___ Data to process ___

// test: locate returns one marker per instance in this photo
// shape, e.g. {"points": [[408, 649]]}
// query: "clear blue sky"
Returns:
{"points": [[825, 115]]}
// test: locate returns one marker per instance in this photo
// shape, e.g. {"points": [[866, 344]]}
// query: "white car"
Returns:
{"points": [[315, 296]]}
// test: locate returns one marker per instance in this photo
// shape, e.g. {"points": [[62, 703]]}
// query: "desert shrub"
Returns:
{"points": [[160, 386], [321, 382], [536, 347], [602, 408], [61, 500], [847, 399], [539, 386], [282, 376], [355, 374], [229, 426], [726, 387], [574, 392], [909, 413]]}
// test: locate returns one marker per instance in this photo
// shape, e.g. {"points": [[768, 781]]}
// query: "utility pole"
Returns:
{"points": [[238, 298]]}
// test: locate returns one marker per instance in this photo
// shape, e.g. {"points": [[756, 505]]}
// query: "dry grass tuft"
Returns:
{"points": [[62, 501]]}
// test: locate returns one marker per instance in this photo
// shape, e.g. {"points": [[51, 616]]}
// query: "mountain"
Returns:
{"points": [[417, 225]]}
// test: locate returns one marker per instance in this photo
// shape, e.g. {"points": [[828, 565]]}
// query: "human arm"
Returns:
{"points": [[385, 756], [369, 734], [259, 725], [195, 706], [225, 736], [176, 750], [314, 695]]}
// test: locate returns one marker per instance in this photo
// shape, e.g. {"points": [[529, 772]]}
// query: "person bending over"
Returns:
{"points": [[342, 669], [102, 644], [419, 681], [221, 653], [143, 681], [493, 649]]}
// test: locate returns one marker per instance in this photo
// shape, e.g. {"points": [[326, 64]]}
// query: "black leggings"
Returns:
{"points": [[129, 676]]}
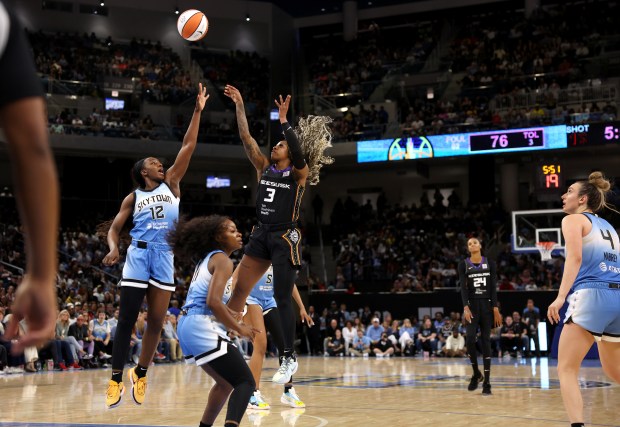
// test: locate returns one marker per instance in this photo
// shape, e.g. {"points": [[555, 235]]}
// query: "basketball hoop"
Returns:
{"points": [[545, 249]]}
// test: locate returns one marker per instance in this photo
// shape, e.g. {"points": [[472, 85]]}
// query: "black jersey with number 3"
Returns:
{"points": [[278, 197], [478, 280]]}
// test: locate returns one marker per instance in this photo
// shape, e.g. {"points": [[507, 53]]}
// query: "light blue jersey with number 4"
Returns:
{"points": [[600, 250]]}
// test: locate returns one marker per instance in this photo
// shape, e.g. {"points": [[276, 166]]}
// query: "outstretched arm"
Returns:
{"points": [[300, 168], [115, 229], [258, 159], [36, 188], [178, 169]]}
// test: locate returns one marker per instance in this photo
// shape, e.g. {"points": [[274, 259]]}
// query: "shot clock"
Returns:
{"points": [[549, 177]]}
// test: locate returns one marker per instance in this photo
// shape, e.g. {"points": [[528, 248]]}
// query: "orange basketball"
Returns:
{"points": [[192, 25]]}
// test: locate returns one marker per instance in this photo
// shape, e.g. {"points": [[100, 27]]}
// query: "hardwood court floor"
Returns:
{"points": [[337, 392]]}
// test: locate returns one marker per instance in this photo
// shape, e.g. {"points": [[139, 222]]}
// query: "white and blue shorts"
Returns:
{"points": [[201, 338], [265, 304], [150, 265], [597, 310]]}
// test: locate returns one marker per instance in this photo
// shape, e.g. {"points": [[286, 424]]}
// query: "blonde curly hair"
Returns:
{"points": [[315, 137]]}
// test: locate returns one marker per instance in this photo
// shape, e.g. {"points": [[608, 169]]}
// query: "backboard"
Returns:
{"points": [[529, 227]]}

___
___ Data to process ___

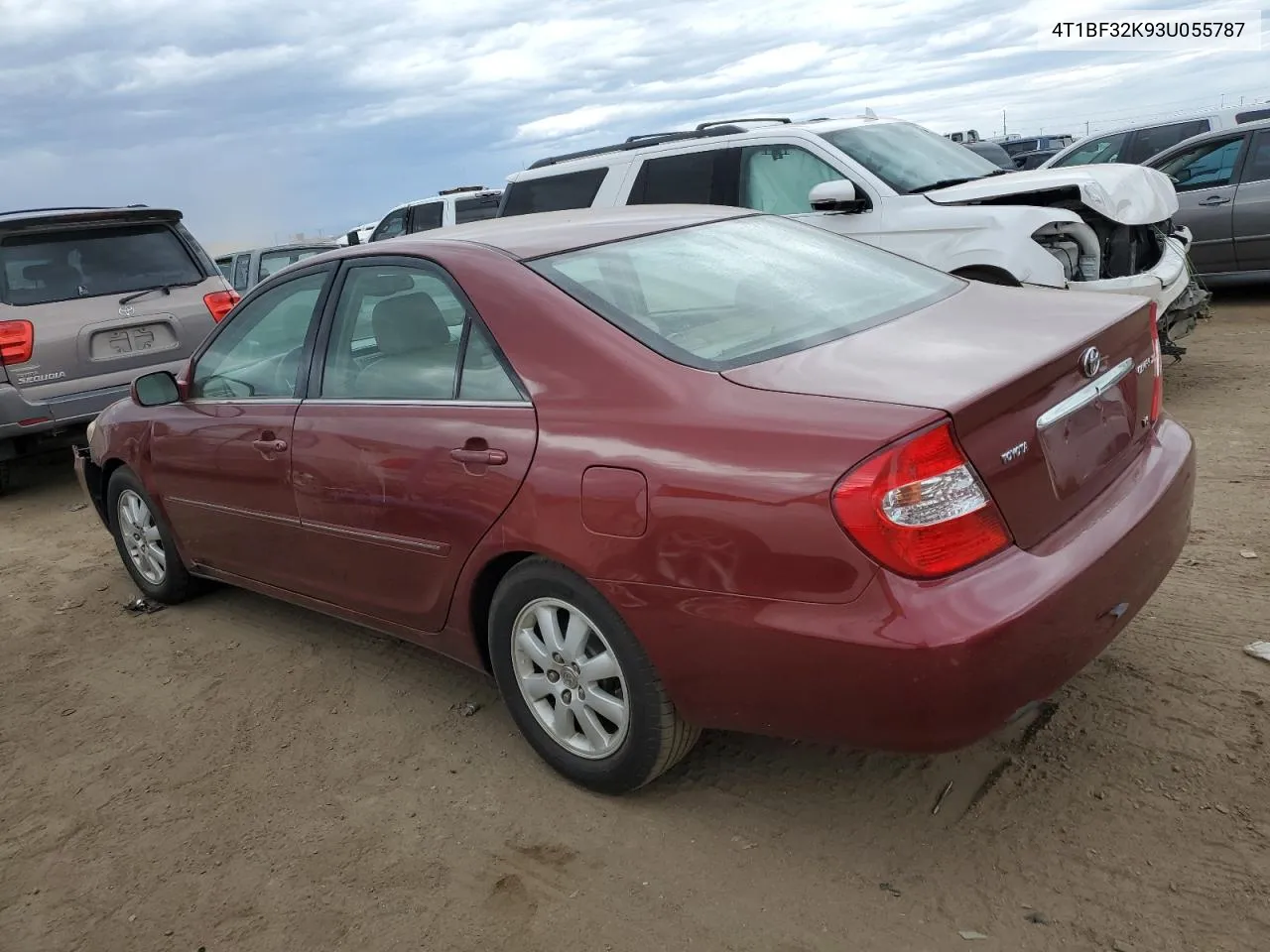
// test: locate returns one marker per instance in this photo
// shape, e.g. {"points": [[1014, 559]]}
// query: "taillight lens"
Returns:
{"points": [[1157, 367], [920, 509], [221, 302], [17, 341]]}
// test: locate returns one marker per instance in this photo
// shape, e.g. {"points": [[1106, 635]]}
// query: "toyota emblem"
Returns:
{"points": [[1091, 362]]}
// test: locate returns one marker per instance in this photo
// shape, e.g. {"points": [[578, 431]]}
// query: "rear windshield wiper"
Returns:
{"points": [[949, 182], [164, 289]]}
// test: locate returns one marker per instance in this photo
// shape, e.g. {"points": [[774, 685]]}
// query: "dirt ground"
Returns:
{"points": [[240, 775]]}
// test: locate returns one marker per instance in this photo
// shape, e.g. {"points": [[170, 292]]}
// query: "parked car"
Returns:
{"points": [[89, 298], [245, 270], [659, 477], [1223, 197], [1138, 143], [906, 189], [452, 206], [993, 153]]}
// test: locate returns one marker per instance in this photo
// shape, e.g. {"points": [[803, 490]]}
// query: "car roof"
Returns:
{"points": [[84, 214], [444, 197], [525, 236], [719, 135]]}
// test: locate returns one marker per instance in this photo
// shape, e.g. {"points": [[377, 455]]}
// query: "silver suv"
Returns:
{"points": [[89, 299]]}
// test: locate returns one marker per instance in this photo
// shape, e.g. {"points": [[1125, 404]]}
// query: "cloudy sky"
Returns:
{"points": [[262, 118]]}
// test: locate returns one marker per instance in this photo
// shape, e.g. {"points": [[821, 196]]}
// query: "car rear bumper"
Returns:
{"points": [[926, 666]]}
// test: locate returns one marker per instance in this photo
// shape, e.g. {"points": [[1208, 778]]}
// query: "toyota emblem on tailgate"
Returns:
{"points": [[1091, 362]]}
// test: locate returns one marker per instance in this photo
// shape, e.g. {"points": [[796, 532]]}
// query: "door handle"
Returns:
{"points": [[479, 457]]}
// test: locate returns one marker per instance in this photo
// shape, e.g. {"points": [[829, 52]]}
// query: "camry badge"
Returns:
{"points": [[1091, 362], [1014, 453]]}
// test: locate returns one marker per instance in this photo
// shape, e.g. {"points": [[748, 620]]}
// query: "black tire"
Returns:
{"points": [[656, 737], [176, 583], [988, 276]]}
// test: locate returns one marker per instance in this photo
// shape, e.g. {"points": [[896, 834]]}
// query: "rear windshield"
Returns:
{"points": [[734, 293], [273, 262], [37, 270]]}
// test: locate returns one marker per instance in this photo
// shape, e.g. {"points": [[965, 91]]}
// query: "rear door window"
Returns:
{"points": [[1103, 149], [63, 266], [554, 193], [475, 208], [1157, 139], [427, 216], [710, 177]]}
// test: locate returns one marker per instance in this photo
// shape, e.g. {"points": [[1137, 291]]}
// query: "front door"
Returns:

___
___ Data to process ___

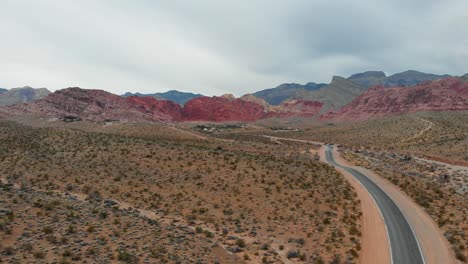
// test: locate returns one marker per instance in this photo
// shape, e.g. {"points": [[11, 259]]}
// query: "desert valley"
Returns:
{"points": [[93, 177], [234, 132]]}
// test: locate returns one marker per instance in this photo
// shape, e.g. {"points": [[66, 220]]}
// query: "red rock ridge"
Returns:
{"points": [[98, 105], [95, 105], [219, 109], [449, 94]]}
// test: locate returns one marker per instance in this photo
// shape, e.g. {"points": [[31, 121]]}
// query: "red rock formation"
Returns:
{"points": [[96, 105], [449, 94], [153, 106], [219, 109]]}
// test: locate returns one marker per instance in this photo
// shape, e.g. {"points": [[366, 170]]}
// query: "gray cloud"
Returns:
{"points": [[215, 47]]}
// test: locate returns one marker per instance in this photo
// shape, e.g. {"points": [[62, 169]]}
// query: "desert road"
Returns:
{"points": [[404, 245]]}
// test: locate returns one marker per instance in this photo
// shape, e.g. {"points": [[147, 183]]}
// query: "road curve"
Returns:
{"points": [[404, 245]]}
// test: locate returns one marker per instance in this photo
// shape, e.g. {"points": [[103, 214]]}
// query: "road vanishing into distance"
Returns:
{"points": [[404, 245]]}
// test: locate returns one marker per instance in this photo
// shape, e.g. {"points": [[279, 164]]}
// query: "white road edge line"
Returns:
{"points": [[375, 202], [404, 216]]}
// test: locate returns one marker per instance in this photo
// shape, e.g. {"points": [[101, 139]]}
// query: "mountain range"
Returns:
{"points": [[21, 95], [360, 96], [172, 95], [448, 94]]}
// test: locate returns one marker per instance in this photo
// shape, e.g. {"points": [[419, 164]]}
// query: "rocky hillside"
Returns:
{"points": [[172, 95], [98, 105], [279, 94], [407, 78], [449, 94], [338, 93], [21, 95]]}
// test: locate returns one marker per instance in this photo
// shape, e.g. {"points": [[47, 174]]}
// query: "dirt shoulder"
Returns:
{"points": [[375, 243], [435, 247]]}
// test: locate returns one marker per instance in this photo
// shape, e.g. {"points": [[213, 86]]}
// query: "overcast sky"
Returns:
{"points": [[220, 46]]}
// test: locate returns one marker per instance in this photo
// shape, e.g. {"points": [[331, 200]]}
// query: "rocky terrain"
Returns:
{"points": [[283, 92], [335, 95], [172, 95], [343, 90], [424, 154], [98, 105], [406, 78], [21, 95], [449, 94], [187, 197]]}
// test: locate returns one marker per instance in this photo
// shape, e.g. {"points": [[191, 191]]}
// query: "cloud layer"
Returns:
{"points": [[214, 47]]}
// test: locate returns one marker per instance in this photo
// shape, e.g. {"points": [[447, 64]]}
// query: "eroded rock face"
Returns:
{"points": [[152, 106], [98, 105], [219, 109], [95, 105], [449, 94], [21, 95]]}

___

* [Requirements]:
State how many lines of the records contain the string "rear", treating case as significant, and give only the number.

* [Answer]:
4